§ **Texte proposé**:

Quand on parle des organisations qui utilisent l’intelligence artificielle (IA) et l’apprentissage automatique pour stimuler l’innovation et perturber le marché, on pense d’emblée à Amazon, géant du commerce de détail. Plusieurs ont donc été surpris lorsque la presse a rapporté en octobre que l’entreprise avait abandonné son nouvel outil de recrutement intelligent. Cet outil de ressources humaines était conçu pour noter les candidats potentiels sur une échelle de 1 à 5 étoiles, mais l’équipe derrière sa création a découvert qu’il faisait une distinction entre les sexes au moment d’évaluer les candidats à des postes techniques ou en développement de logiciels. En effet, les femmes recevaient systématiquement une note plus faible.

La raison? L’outil travaillait à partir d’un ensemble de curriculum vitæ présentés à l’entreprise sur une période de 10 ans, dont la majorité venait d’hommes, ce qui montre la domination masculine dans le domaine technologique. Même après avoir neutralisé certains termes, l’équipe de conception ne pouvait pas garantir que l’outil ne trouverait pas d’autres façons d’introduire des biais sexistes dans les recommandations d’embauche.

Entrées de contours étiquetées
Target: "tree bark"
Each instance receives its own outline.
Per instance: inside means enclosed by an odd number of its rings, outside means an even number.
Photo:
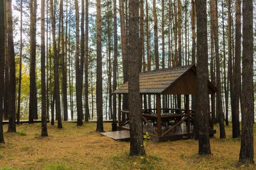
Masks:
[[[0,0],[0,30],[5,30],[5,1]],[[5,143],[3,128],[3,96],[5,75],[5,31],[0,32],[0,143]]]
[[[41,98],[42,114],[41,136],[48,136],[47,132],[47,115],[46,114],[45,6],[45,1],[41,0]]]
[[[208,115],[208,44],[206,0],[197,0],[197,64],[196,116],[199,131],[200,155],[210,155]]]
[[[154,42],[155,44],[155,62],[156,69],[159,69],[159,54],[158,52],[158,31],[157,29],[157,16],[156,0],[153,0],[154,16]]]
[[[89,37],[89,3],[88,0],[86,0],[86,58],[84,61],[84,95],[86,95],[85,99],[85,107],[86,111],[85,119],[86,122],[89,121],[89,105],[88,100],[88,56],[89,56],[89,45],[88,45],[88,37]]]
[[[113,1],[114,10],[114,61],[113,61],[113,90],[116,90],[117,86],[117,9],[116,0]],[[113,125],[112,125],[112,131],[116,130],[116,94],[113,94]]]
[[[97,0],[97,132],[103,131],[102,113],[102,59],[101,56],[101,14],[100,0]]]
[[[11,0],[7,0],[7,38],[8,55],[10,63],[10,81],[8,92],[9,124],[8,132],[16,132],[15,91],[16,77],[14,47],[12,27],[12,9]]]
[[[54,53],[54,85],[53,88],[53,108],[54,103],[55,104],[56,115],[58,119],[58,128],[62,129],[61,116],[60,113],[60,99],[59,95],[59,69],[58,69],[58,56],[57,54],[57,48],[55,38],[55,18],[54,17],[54,12],[53,10],[53,1],[50,0],[50,10],[51,10],[51,20],[52,22],[52,33],[53,45]],[[54,120],[54,119],[53,119]]]
[[[215,25],[214,25],[214,42],[215,46],[215,57],[216,58],[216,84],[217,88],[217,102],[219,113],[219,123],[220,124],[220,138],[225,138],[226,134],[224,125],[224,114],[222,107],[222,93],[221,91],[221,81],[220,73],[220,61],[219,55],[219,34],[218,34],[218,3],[215,0]]]
[[[36,36],[37,0],[30,0],[30,67],[29,92],[29,123],[38,119],[36,67]]]
[[[240,136],[240,123],[239,122],[239,96],[241,93],[241,0],[236,1],[236,46],[234,49],[234,63],[233,67],[233,111],[232,118],[232,137]]]
[[[128,55],[129,57],[129,111],[130,118],[130,155],[145,154],[143,144],[142,127],[140,113],[142,108],[140,94],[139,64],[137,54],[139,54],[139,1],[129,1]]]
[[[20,41],[19,46],[19,76],[18,76],[18,106],[17,106],[17,124],[19,125],[20,110],[20,89],[22,85],[22,14],[23,14],[23,0],[20,1]]]
[[[67,90],[67,70],[66,64],[66,57],[65,51],[65,43],[64,41],[64,22],[63,22],[63,0],[60,1],[61,4],[61,11],[60,12],[61,13],[60,18],[61,33],[61,73],[62,73],[62,103],[63,103],[63,120],[68,120],[68,97]],[[67,43],[67,41],[66,41]]]
[[[253,31],[252,1],[243,1],[242,134],[239,163],[253,163]]]

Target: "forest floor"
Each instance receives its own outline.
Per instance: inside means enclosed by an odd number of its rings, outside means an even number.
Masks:
[[[17,125],[17,133],[4,133],[0,169],[256,169],[255,165],[238,165],[240,139],[231,138],[230,126],[225,127],[224,139],[219,139],[219,127],[215,127],[217,134],[210,139],[211,156],[197,155],[198,141],[149,140],[148,161],[143,162],[139,156],[129,156],[129,142],[102,136],[95,132],[96,126],[90,123],[78,127],[75,123],[64,123],[63,129],[59,130],[56,125],[48,124],[49,136],[42,138],[40,123]],[[4,125],[5,132],[7,128]],[[104,128],[110,131],[111,124],[105,123]],[[254,132],[256,141],[255,125]]]

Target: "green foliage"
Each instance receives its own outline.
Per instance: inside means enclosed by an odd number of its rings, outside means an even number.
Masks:
[[[71,170],[71,167],[64,163],[53,163],[43,168],[44,170]]]
[[[27,135],[27,134],[23,131],[18,131],[18,132],[17,132],[17,134],[19,135],[20,135],[20,136],[26,136]]]

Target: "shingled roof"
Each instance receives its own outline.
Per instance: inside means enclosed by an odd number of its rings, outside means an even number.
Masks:
[[[187,80],[187,78],[184,78],[183,82],[193,81],[191,85],[195,86],[196,77],[196,66],[194,65],[178,66],[166,69],[162,69],[157,70],[153,70],[141,72],[139,76],[140,82],[140,93],[142,94],[162,94],[164,92],[170,87],[175,82],[186,75],[189,71],[191,71],[188,78],[193,77],[193,79]],[[189,71],[191,72],[191,71]],[[191,81],[191,80],[193,80]],[[212,90],[216,91],[216,88],[210,82],[210,86]],[[186,86],[186,87],[189,86]],[[208,85],[209,86],[209,85]],[[180,88],[180,87],[178,87]],[[186,87],[185,87],[185,88]],[[193,87],[195,88],[195,87]],[[177,88],[177,87],[176,87]],[[127,94],[128,93],[128,82],[121,85],[118,89],[113,92],[117,94]],[[178,93],[177,93],[178,94]]]

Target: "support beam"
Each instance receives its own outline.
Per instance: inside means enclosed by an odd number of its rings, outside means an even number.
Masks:
[[[157,94],[157,134],[159,136],[162,135],[161,110],[161,95]]]
[[[121,94],[118,94],[118,126],[121,126]]]
[[[187,120],[187,133],[190,131],[190,112],[189,111],[189,95],[186,94],[186,113],[188,115],[188,118]]]

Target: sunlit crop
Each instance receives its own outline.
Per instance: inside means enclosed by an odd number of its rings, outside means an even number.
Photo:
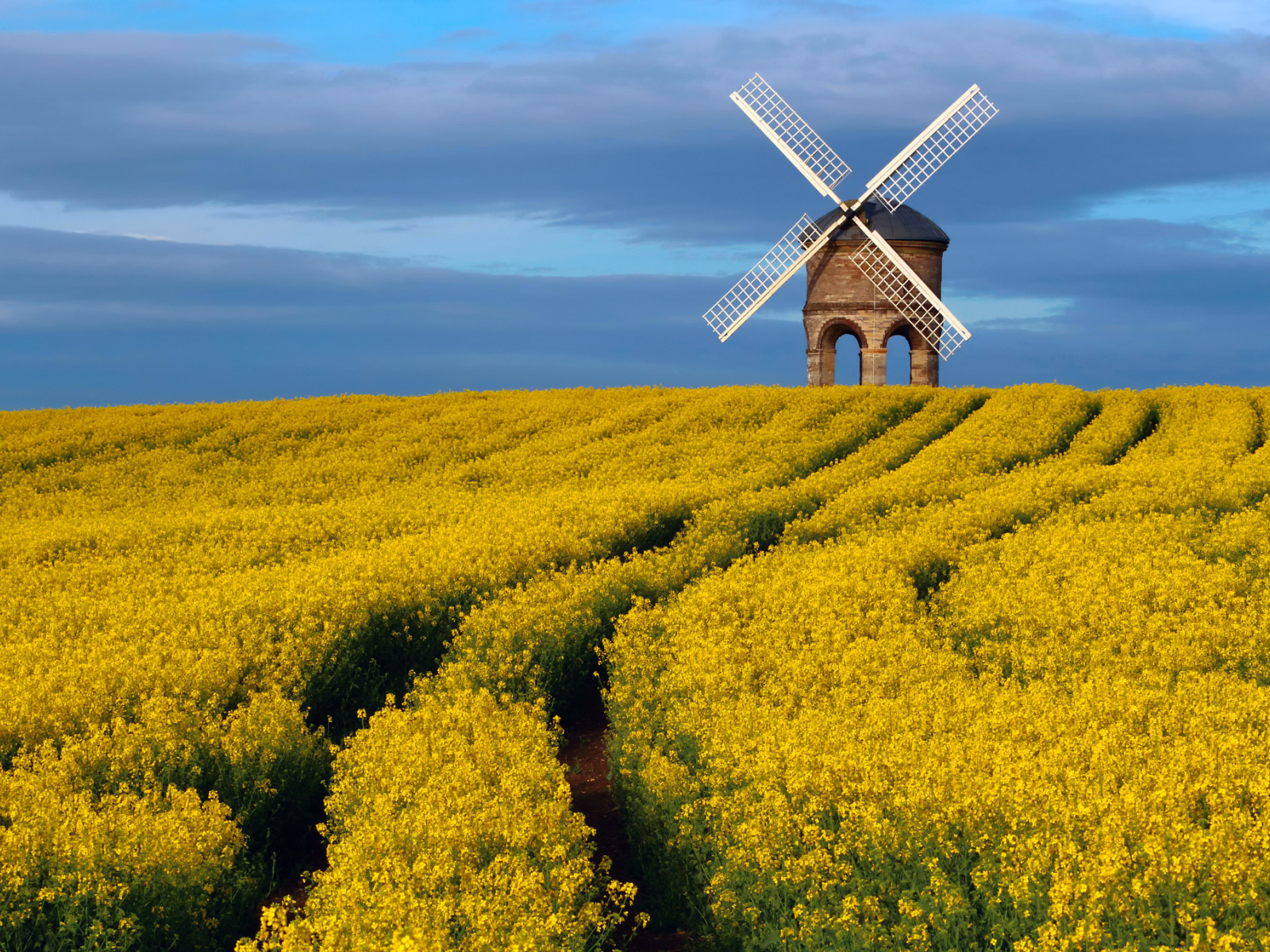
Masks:
[[[0,949],[1270,944],[1270,392],[0,415]],[[400,698],[392,699],[392,698]],[[321,824],[307,901],[258,904]]]

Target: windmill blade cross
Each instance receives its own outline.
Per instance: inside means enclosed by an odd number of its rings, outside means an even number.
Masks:
[[[808,258],[824,248],[829,236],[846,220],[843,215],[828,228],[822,230],[808,216],[799,218],[758,264],[733,284],[714,307],[701,315],[710,329],[719,335],[719,340],[726,340],[737,327],[749,320],[749,316],[762,307],[763,302],[806,263]]]
[[[970,331],[881,235],[859,218],[856,226],[869,240],[851,255],[851,260],[939,355],[947,360],[954,350],[970,339]]]
[[[794,162],[794,168],[817,192],[842,204],[842,199],[833,194],[833,187],[851,174],[851,166],[767,85],[767,80],[756,72],[732,94],[732,102]]]
[[[874,175],[857,204],[876,195],[894,212],[996,114],[979,86],[970,86]]]

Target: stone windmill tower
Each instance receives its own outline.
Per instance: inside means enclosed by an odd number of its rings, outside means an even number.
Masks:
[[[911,382],[937,386],[939,359],[947,359],[970,331],[940,301],[947,235],[904,202],[997,114],[997,107],[970,86],[874,175],[860,198],[845,201],[833,189],[851,166],[762,76],[756,72],[732,100],[837,208],[815,221],[799,218],[705,312],[719,340],[730,338],[806,265],[803,326],[810,386],[833,383],[843,334],[860,341],[861,383],[886,382],[886,341],[902,335],[911,348]]]
[[[895,249],[937,296],[942,283],[944,251],[949,246],[944,228],[907,204],[890,212],[878,202],[865,202],[861,211],[869,227]],[[817,225],[827,228],[836,216],[837,209],[818,220]],[[824,248],[806,261],[806,306],[803,308],[806,383],[820,387],[834,382],[837,341],[852,336],[860,344],[860,382],[885,385],[886,341],[900,336],[908,341],[908,382],[937,387],[939,352],[852,261],[852,255],[866,241],[864,232],[851,221],[839,226]],[[847,368],[842,369],[846,372]]]

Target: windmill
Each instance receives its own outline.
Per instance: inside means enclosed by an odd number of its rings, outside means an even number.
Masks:
[[[808,383],[833,382],[832,360],[833,340],[836,340],[833,333],[851,333],[860,340],[861,382],[885,383],[885,341],[889,335],[898,333],[897,327],[909,336],[909,344],[914,347],[913,382],[937,383],[939,358],[946,360],[970,338],[970,331],[930,287],[931,283],[939,286],[939,256],[935,258],[932,267],[922,268],[930,279],[923,281],[913,264],[906,260],[880,232],[892,231],[893,239],[912,236],[911,230],[906,232],[903,226],[906,221],[911,223],[919,220],[928,227],[923,226],[925,231],[917,232],[917,241],[912,244],[942,240],[942,245],[947,245],[947,236],[928,218],[908,208],[904,202],[997,114],[997,107],[988,102],[978,86],[970,86],[935,122],[904,146],[899,155],[886,162],[869,180],[859,198],[848,201],[839,198],[834,189],[851,174],[851,168],[762,76],[756,72],[748,83],[732,94],[732,100],[794,164],[794,168],[803,173],[815,190],[832,199],[837,207],[815,221],[806,215],[799,218],[772,250],[702,315],[719,335],[719,340],[730,338],[801,267],[826,264],[823,259],[828,253],[822,253],[833,242],[834,246],[845,249],[843,255],[850,260],[852,274],[867,279],[856,283],[867,286],[870,297],[878,301],[871,306],[885,308],[894,320],[888,322],[879,319],[874,321],[876,326],[865,326],[867,321],[853,321],[843,316],[834,324],[837,330],[822,326],[824,321],[820,319],[817,319],[819,322],[813,321],[809,311],[815,296],[814,286],[824,268],[809,267],[809,310],[804,311],[808,315],[804,319],[808,330]],[[881,227],[881,222],[885,222],[885,228]],[[939,249],[939,255],[942,255],[942,248]],[[837,270],[841,272],[842,268]],[[856,293],[856,297],[860,294]],[[842,311],[841,307],[838,310]],[[824,340],[828,340],[827,357],[822,353],[826,349],[822,347]],[[917,348],[921,348],[922,357],[930,358],[928,369],[922,374],[923,380],[917,380]],[[866,357],[872,359],[872,364],[869,364]],[[828,360],[827,380],[822,363],[824,359]]]

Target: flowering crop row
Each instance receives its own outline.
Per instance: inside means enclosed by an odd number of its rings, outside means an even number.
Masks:
[[[1267,393],[1016,388],[607,645],[724,947],[1270,941]]]
[[[471,604],[659,546],[710,501],[814,472],[930,396],[574,391],[0,416],[0,947],[225,946],[268,889],[269,850],[316,819],[324,727],[339,740],[359,707],[434,665]],[[436,730],[475,731],[490,757],[523,751],[541,768],[525,790],[559,792],[545,716],[497,706],[503,720]],[[394,743],[414,750],[432,715],[385,715],[366,734],[386,731],[386,746],[353,744],[337,778]],[[352,844],[362,806],[343,806],[340,782],[330,829]],[[578,824],[545,810],[560,823],[535,853],[547,900],[585,918],[598,900],[564,873],[585,858]],[[483,857],[503,842],[491,835]],[[467,861],[452,862],[466,881]]]

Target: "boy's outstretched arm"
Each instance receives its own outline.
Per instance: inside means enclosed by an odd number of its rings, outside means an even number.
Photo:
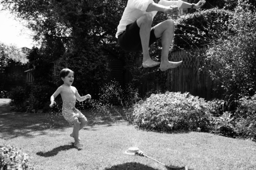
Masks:
[[[56,97],[57,97],[58,95],[58,94],[60,93],[61,93],[61,87],[59,87],[55,91],[55,92],[54,92],[53,94],[52,94],[52,96],[51,96],[51,99],[50,99],[50,100],[51,101],[51,104],[49,105],[50,108],[52,108],[54,105],[56,105],[56,102],[54,101],[54,99]]]
[[[91,96],[88,94],[87,95],[83,96],[81,97],[78,93],[78,91],[77,91],[77,90],[76,89],[76,98],[79,102],[82,102],[87,99],[90,99],[91,98]]]
[[[206,1],[204,0],[201,0],[197,3],[196,4],[192,4],[186,2],[183,2],[182,5],[180,7],[180,9],[183,8],[191,8],[193,7],[196,9],[198,9],[200,8],[201,8],[204,4]]]

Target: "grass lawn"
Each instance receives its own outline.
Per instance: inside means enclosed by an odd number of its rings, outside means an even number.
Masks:
[[[131,147],[165,164],[189,170],[256,170],[256,143],[212,134],[138,130],[124,116],[94,115],[79,131],[81,149],[73,147],[73,128],[61,115],[10,111],[0,99],[0,142],[14,144],[37,170],[167,170],[149,159],[124,154]]]

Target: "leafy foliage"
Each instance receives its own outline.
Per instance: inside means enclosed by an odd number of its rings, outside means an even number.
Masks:
[[[212,110],[211,112],[215,117],[219,117],[223,114],[223,113],[229,110],[227,102],[224,100],[217,99],[213,99],[207,102],[211,106]]]
[[[204,130],[212,123],[211,109],[204,99],[188,93],[166,92],[135,104],[130,116],[137,126],[147,130]]]
[[[231,31],[227,24],[232,15],[228,11],[214,8],[182,16],[175,23],[174,49],[212,43],[224,36],[224,31]]]
[[[227,130],[234,129],[235,126],[232,122],[234,117],[230,118],[231,116],[231,113],[230,112],[226,111],[218,119],[216,119],[215,124],[217,129],[219,129],[220,131],[223,130],[223,129]]]
[[[3,90],[0,92],[0,99],[7,99],[8,98],[8,92]]]
[[[29,156],[15,146],[0,143],[0,170],[34,170]]]
[[[109,77],[110,73],[107,57],[97,48],[81,52],[74,51],[63,56],[57,62],[57,74],[53,79],[58,85],[63,84],[60,80],[58,74],[63,68],[69,68],[75,72],[73,85],[80,95],[90,94],[95,96],[100,87]]]
[[[29,96],[27,99],[29,105],[28,111],[34,109],[35,112],[39,109],[42,109],[44,112],[48,111],[49,109],[50,98],[56,89],[47,85],[35,82],[30,86]]]
[[[236,132],[256,138],[256,94],[240,99],[235,114]]]
[[[11,105],[15,106],[16,109],[21,109],[26,106],[26,96],[25,90],[22,87],[17,86],[12,88],[9,92],[8,96],[11,99]]]
[[[235,109],[239,98],[256,91],[256,15],[243,4],[247,8],[238,6],[227,23],[232,31],[223,31],[225,38],[220,36],[207,53],[216,68],[211,76],[221,83],[223,98]]]

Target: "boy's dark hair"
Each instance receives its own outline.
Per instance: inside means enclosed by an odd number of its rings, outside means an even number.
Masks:
[[[70,72],[72,73],[73,75],[75,74],[74,71],[69,68],[63,68],[60,73],[60,77],[61,77],[61,77],[65,78],[65,77],[67,76]]]

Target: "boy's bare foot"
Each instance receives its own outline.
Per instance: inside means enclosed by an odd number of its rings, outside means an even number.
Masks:
[[[74,135],[73,135],[73,133],[71,133],[70,134],[70,137],[72,137],[73,138],[74,137]],[[80,139],[80,138],[79,137],[78,137],[78,140],[79,141],[81,141],[81,139]]]
[[[153,67],[157,66],[160,64],[160,62],[157,62],[154,61],[151,58],[146,60],[145,61],[143,61],[142,63],[142,66],[144,68],[147,67]]]
[[[75,144],[74,144],[74,146],[75,146],[75,147],[81,147],[84,146],[84,145],[83,145],[80,143],[75,143]]]
[[[161,62],[160,65],[160,70],[162,71],[164,71],[169,68],[175,68],[179,66],[182,63],[182,61],[178,62],[172,62],[168,61],[168,62]]]

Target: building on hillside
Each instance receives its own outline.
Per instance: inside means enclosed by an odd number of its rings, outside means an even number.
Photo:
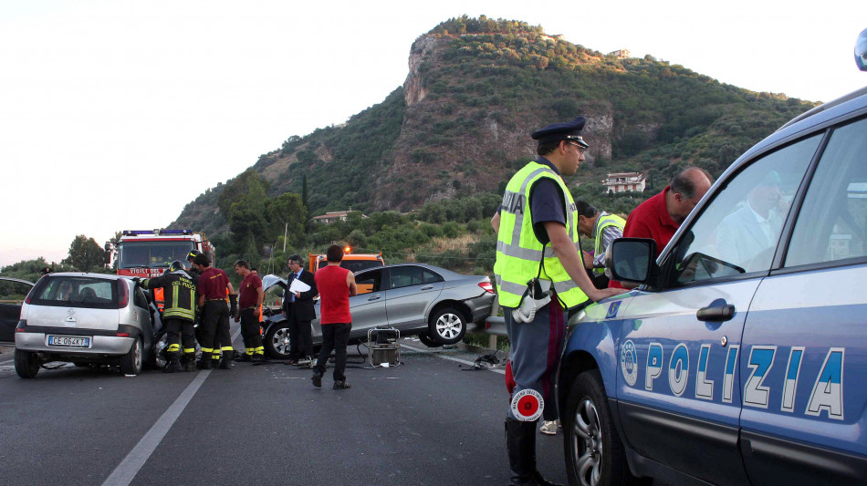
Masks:
[[[608,174],[608,179],[602,181],[602,185],[607,192],[643,192],[647,187],[647,179],[641,172],[614,172]]]
[[[324,224],[331,224],[332,222],[337,222],[338,221],[346,221],[346,218],[350,214],[350,211],[332,211],[331,212],[326,212],[320,216],[313,216],[313,221],[317,222],[321,222]],[[364,214],[361,214],[362,218],[366,218]]]

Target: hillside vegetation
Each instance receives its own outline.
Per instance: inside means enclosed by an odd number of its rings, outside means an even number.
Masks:
[[[172,227],[207,232],[223,265],[244,256],[282,271],[285,253],[349,242],[390,263],[487,272],[487,220],[511,174],[535,158],[534,129],[585,116],[590,148],[568,183],[577,198],[626,214],[681,168],[718,175],[812,106],[651,56],[605,55],[519,21],[453,18],[416,39],[406,81],[381,103],[288,137],[189,203]],[[651,187],[606,195],[601,180],[622,171],[643,172]],[[308,219],[346,210],[360,212],[330,226]],[[455,238],[463,245],[445,242]]]

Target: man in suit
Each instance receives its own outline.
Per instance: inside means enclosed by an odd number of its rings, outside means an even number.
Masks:
[[[290,288],[292,282],[298,279],[309,285],[310,289],[304,292],[287,290],[283,296],[283,315],[289,322],[289,360],[287,364],[312,366],[313,336],[310,322],[316,318],[316,310],[313,308],[313,297],[319,295],[316,281],[313,274],[304,270],[300,255],[290,256],[288,264],[289,274],[286,279],[287,287]]]
[[[716,230],[720,258],[747,272],[767,270],[779,239],[785,207],[779,174],[772,171],[749,191],[747,203],[720,222]]]

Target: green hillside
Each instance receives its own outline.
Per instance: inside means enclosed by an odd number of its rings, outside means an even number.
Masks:
[[[425,204],[422,213],[429,214],[445,200],[501,193],[515,170],[535,158],[529,133],[578,115],[588,119],[590,148],[569,181],[574,192],[628,212],[682,167],[718,175],[812,106],[726,85],[651,56],[605,55],[523,22],[454,18],[416,39],[406,81],[381,103],[344,125],[288,137],[246,175],[189,203],[172,227],[202,229],[222,238],[231,253],[263,255],[264,245],[282,239],[284,223],[293,218],[309,224],[308,216],[327,211],[406,212]],[[605,196],[601,180],[622,171],[644,172],[652,187],[643,194]],[[232,196],[221,204],[227,188]],[[254,193],[261,195],[258,202]],[[286,198],[282,206],[272,201],[286,193],[298,194],[307,214],[279,213],[279,207],[297,207]],[[235,229],[245,214],[264,214],[256,221],[272,228],[252,239],[233,237],[233,211]],[[308,236],[291,243],[301,248],[319,240]]]

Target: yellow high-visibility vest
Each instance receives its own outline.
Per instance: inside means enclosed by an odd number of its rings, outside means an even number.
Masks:
[[[496,262],[494,275],[500,305],[517,307],[527,291],[527,283],[537,274],[549,280],[566,308],[587,300],[587,295],[566,273],[550,245],[542,245],[533,232],[529,191],[539,179],[554,181],[563,191],[566,209],[566,231],[580,256],[578,240],[578,211],[575,202],[560,176],[550,167],[533,161],[518,171],[506,186],[500,206],[500,226],[496,235]],[[539,262],[544,265],[539,274]]]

§ **Exercices**:
**A)** Indiquez si chacune des affirmations suivantes concorde avec le texte sur l’outil de recrutement d’Amazon : (i) l’outil attribuait aux candidats une note de 1 à 10 étoiles ; (ii) la plupart des curriculum vitæ analysés par l’outil provenaient d’hommes ; (iii) une fois certains termes neutralisés, l’équipe pouvait garantir que l’outil ne produirait plus de biais sexistes. Répondez par oui ou par non et citez les mots du texte qui tranchent.
**B)** Prolongez le texte sur l’outil de recrutement d’Amazon à partir de sa dernière phrase.

§ **Corrigé**:
**A)**
(i) Non : « sur une échelle de 1 à 5 étoiles ».
(ii) Oui : « dont la majorité venait d’hommes ».
(iii) Non : « l’équipe de conception ne pouvait pas garantir que l’outil ne trouverait pas d’autres façons d’introduire des biais sexistes dans les recommandations d’embauche ».

**B)**
L’expérience d’Amazon avec l’outil met en lumière tant les possibilités que les risques de l’arrivée de l’IA dans tous les aspects des activités d’une organisation, depuis le service à la clientèle jusqu’aux ressources humaines. Elle souligne aussi la nécessité d’améliorer la diversité et l’équilibre entre les sexes dans le domaine de la recherche sur l’IA en soi et dans ses applications.

L’IA stimule l’innovation dans plusieurs secteurs et fonctions de travail

L’utilisation de l’IA pour stimuler l’innovation en entreprise et la façon dont l’IA transforme la main-d’œuvre moderne seront deux thèmes abordés au sommet Fortune Most Powerful Women, qui aura lieu à Montréal les 5 et 6 novembre. L’emplacement de ces discussions est bien choisi, puisque Montréal est de plus en plus considérée comme un pôle mondial de la recherche sur l’IA et l’apprentissage automatique.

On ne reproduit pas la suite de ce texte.